Rows from a box-labeling dataset:
********

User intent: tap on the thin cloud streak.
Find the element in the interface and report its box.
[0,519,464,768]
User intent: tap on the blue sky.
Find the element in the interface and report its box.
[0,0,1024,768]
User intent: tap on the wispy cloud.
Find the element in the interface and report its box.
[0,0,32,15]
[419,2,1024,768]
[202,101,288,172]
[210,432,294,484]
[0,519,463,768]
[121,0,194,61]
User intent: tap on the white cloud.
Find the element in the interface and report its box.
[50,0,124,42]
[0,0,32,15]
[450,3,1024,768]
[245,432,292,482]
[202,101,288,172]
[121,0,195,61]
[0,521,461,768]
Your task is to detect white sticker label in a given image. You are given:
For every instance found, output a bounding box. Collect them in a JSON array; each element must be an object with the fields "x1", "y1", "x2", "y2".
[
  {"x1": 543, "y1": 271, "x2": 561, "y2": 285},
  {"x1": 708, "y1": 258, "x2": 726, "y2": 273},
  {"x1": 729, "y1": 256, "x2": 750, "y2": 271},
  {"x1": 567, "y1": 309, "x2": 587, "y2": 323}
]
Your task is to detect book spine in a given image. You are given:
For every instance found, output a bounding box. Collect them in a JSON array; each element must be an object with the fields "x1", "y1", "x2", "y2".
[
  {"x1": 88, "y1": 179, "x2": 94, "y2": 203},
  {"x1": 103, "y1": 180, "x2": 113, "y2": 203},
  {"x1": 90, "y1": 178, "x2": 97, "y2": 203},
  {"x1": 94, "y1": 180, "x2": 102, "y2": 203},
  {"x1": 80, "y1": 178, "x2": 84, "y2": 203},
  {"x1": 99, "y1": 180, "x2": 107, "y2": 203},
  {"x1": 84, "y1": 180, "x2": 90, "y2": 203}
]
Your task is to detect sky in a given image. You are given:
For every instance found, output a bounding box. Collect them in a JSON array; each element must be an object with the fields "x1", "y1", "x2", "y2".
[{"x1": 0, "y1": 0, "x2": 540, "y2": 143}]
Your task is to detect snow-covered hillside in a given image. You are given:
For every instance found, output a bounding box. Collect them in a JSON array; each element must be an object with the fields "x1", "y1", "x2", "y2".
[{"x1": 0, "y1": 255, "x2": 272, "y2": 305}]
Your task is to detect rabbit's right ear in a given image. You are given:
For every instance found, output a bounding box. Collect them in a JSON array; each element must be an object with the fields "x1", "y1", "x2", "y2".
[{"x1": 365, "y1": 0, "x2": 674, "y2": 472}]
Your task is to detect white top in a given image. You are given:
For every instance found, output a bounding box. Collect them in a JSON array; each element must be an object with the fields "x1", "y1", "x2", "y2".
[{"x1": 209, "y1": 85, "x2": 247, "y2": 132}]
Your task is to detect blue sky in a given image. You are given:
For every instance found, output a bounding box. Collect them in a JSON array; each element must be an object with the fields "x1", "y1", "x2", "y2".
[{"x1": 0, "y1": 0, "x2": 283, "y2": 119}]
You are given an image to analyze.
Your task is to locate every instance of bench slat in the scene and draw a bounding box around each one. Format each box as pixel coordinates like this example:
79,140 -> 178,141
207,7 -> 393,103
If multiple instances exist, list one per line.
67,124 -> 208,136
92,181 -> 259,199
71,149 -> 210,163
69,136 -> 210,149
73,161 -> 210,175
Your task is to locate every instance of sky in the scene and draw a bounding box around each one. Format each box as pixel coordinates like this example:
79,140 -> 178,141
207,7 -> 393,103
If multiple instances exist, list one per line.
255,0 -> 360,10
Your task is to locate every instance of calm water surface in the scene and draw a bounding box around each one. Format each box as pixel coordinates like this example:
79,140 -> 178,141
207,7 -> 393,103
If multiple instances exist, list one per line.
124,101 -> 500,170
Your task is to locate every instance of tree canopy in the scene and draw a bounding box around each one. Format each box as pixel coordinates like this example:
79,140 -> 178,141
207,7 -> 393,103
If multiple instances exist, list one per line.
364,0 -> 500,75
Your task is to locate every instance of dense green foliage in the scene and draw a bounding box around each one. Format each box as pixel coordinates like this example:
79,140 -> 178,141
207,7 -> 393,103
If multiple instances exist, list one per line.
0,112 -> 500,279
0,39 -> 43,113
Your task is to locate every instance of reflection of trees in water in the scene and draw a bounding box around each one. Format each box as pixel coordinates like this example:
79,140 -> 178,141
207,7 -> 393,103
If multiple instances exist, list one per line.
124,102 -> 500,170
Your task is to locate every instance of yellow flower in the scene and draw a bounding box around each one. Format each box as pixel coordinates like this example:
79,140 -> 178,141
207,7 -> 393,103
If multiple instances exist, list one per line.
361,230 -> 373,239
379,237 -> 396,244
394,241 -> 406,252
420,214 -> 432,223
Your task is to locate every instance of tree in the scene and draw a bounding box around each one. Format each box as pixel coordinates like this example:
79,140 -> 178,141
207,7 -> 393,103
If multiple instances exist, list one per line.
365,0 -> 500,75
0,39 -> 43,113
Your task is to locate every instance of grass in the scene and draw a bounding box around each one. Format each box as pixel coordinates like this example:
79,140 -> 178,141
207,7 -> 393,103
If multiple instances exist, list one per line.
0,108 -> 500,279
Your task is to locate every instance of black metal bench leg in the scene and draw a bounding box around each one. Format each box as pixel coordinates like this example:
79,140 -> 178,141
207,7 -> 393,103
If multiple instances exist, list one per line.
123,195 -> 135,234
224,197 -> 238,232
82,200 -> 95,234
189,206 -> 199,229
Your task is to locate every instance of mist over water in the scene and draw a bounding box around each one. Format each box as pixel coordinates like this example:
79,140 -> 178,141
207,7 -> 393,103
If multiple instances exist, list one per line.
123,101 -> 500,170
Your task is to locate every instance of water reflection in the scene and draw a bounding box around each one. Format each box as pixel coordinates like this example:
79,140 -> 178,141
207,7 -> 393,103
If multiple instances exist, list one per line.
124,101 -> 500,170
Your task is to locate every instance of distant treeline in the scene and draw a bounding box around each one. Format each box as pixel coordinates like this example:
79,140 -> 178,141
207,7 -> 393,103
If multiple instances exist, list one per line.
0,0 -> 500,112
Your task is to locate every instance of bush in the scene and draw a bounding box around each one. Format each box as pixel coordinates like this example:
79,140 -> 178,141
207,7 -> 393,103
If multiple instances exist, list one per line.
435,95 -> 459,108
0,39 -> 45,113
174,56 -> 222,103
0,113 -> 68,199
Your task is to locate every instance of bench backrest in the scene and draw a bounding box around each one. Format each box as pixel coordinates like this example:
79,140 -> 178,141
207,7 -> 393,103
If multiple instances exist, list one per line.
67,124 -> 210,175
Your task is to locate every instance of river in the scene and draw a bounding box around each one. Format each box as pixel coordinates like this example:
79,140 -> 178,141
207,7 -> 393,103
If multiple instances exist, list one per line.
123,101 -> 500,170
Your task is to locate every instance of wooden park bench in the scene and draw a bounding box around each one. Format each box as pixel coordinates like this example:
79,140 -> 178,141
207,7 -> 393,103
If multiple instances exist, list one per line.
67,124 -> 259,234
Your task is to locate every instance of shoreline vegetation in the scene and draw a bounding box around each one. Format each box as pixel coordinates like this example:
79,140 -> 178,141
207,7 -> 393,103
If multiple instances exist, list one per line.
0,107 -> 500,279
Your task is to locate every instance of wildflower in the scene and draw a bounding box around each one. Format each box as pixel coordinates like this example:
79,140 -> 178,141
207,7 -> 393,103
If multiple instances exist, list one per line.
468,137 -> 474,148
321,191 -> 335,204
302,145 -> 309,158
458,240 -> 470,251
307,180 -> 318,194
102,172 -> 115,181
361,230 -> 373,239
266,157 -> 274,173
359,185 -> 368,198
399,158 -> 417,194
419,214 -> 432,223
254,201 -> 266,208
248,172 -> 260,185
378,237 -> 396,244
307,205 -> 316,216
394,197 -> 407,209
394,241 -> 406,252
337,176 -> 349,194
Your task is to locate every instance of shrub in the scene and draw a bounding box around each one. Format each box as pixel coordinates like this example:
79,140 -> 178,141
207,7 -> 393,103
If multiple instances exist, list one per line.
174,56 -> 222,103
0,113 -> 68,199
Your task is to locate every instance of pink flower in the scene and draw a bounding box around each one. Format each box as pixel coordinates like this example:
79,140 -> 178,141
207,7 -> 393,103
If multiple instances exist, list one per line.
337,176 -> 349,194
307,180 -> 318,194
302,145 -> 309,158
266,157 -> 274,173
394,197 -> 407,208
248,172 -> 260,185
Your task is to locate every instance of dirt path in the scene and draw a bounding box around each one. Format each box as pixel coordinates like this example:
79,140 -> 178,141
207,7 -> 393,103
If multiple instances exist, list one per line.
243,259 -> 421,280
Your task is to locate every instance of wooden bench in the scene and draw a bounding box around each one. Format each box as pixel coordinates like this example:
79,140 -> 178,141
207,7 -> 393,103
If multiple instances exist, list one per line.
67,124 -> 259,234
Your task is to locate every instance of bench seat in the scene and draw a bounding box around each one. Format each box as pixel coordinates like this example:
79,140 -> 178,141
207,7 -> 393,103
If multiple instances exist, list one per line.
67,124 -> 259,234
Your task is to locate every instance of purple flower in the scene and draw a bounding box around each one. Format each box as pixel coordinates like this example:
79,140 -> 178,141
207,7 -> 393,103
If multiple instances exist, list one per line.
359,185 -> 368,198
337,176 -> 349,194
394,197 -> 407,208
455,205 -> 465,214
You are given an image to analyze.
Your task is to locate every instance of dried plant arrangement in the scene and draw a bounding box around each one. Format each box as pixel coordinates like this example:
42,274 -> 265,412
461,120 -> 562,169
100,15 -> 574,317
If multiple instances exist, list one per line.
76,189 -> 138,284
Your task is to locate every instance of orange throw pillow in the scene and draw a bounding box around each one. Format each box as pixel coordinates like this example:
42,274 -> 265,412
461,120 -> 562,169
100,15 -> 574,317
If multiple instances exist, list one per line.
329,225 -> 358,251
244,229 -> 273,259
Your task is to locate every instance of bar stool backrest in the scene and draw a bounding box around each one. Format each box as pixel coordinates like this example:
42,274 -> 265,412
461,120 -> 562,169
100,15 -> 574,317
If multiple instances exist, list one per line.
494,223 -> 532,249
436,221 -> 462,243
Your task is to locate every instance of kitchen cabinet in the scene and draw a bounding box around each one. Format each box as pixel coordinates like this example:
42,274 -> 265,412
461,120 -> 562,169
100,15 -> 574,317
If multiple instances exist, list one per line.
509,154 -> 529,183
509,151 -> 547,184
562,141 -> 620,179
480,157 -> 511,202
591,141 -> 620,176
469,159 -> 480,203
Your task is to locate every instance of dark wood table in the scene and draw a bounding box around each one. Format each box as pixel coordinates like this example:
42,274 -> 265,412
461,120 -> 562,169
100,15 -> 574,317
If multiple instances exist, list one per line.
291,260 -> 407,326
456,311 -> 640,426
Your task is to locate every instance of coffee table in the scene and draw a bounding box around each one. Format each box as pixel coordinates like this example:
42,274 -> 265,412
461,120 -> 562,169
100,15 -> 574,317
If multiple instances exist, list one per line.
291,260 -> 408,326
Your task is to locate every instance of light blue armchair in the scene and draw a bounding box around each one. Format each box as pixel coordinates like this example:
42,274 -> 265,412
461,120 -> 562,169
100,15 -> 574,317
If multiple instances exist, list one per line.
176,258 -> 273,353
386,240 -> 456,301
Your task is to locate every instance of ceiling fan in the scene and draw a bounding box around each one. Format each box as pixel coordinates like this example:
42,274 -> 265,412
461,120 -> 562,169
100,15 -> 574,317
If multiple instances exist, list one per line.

********

Rewrite the part of the records that opens with the line containing "User intent: tap on the wispy cloud." and closes with the line containing "[0,521,461,768]", keeping every line, requests included, but shifting each bounding-box coordinate in the answers up by 48. Give only those lines.

RESULT:
User intent: tap on the wispy cloud.
Find the element in the interface and report its box.
[48,48,80,63]
[467,50,1072,816]
[250,149,336,220]
[258,480,342,532]
[48,567,511,816]
[169,48,242,109]
User intent: tap on the white cloud.
Find the element in the interface and report its box.
[98,48,172,90]
[48,48,80,63]
[498,51,1072,816]
[293,480,340,530]
[250,149,336,220]
[169,48,243,109]
[48,569,509,816]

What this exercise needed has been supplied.